**EXERCISE OBJECTIVE**.
Your reply should hold the line containing "the triangular roof" and every later line of the records, reproduced exactly, and no other lines.

Saved entries:
───

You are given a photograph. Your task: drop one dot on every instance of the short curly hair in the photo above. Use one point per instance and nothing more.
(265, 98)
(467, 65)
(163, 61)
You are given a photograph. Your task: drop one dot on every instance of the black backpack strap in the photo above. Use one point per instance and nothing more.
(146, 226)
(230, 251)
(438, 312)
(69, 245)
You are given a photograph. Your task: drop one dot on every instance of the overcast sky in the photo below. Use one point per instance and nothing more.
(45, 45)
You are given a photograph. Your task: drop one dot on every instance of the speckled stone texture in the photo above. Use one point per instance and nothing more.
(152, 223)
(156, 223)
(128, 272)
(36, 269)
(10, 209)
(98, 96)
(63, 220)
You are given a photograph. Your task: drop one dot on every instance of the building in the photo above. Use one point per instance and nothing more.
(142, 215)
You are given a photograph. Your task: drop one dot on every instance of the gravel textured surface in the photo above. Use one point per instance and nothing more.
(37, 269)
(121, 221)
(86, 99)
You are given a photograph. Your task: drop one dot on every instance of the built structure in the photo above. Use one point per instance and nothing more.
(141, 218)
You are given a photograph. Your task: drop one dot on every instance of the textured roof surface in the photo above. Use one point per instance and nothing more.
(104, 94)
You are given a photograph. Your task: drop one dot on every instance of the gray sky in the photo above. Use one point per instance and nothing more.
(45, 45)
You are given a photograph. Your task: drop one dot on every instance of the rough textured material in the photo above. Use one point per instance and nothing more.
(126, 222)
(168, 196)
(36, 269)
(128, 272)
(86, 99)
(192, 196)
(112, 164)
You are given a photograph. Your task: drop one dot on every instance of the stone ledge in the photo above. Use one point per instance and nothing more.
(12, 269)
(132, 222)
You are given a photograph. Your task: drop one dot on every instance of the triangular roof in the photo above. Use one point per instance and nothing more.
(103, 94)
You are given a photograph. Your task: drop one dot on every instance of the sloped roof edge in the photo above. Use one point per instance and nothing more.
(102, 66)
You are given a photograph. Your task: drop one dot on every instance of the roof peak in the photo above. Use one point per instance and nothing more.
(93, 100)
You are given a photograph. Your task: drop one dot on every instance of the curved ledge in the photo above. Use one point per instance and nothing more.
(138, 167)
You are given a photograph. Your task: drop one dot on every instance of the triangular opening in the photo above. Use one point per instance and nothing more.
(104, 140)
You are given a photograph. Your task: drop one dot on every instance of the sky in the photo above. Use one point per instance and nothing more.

───

**WRITTEN RESPONSE**.
You are given a photograph. Your task: drop one dot on every instance of the triangular roof in the photo above. Use one point per instance and nothing more.
(103, 94)
You are given a photograph. Your task: drop one dot on every instance of the sloped roof edge in the photo above. Use one point per instance and nothing more.
(102, 66)
You are given a photograph. Your task: drop one dot on every instance of the roof peak in the photo above. Use one point per instance and nothing more.
(93, 100)
You are given a photograph. Your task: drop one dot on every instance of the curved ledge in the photo above. Use one point per instance and nothing more.
(138, 167)
You are given a photograph. Your task: drop one dot on every instance of the triangular opening in the photo above. Use one point per instance and nothing more.
(104, 140)
You are given a photograph. Your task: drop one dot on every instance of the sky in the photo above. Use one point per instance and nothing more.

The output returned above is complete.